**Requirements**: Update all of the records below by replacing every "pixel coordinate" with "point location" and keeping everything else unchanged. Leave the pictures out of your answer.

**Stored data**:
%%
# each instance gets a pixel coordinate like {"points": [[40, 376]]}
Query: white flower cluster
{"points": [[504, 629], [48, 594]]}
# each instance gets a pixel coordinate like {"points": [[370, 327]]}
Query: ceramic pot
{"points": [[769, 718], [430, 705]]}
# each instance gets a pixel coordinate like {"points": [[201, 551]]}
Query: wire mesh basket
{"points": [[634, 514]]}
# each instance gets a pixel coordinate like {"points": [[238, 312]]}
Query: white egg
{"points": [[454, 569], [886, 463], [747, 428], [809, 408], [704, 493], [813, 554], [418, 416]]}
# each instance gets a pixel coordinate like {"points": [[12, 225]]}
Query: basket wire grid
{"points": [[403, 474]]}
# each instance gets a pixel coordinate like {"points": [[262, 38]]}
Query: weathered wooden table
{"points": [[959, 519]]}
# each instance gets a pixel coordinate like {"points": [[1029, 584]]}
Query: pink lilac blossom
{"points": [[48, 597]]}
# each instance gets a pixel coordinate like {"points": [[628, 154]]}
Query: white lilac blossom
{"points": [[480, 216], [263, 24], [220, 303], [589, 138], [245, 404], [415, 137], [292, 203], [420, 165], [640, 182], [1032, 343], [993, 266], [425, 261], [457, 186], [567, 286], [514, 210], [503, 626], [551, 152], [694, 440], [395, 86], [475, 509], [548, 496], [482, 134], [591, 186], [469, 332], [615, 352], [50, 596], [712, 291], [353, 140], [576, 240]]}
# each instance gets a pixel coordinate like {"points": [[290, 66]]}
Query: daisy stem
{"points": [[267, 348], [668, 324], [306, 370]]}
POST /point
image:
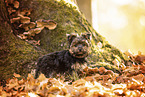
%%
**Exercise solution**:
# each instance gets a point location like {"points": [[40, 376]]}
Query: white flower cluster
{"points": [[504, 629], [48, 594]]}
# each instance gets a point location like {"points": [[370, 327]]}
Query: ceramic pot
{"points": [[769, 718], [430, 705]]}
# each instance gets a point location like {"points": [[201, 551]]}
Query: wire mesh basket
{"points": [[634, 514]]}
# each instance gets a point location like {"points": [[238, 312]]}
Query: white egg
{"points": [[454, 569], [886, 463], [747, 428], [809, 408], [704, 493], [813, 554], [418, 416]]}
# each instance gets a point location like {"points": [[12, 225]]}
Query: basket wire grid
{"points": [[403, 474]]}
# each instance gets a point location like {"points": [[262, 38]]}
Query: weathered wooden table
{"points": [[959, 519]]}
# each instance gets a point location like {"points": [[1029, 584]]}
Query: pink lilac blossom
{"points": [[48, 597]]}
# each instance gets a point location like {"points": [[628, 154]]}
Query: white lilac blossom
{"points": [[480, 216], [263, 24], [220, 303], [589, 138], [245, 404], [415, 137], [292, 203], [420, 165], [640, 182], [1032, 343], [993, 266], [425, 261], [457, 186], [567, 286], [514, 210], [503, 626], [551, 152], [694, 440], [395, 86], [475, 509], [548, 496], [482, 134], [591, 186], [469, 332], [615, 352], [50, 596], [712, 291], [353, 140], [576, 240]]}
# each instance gets a point location like {"points": [[290, 66]]}
Query: daisy stem
{"points": [[267, 348], [668, 324], [306, 370]]}
POST /point
image:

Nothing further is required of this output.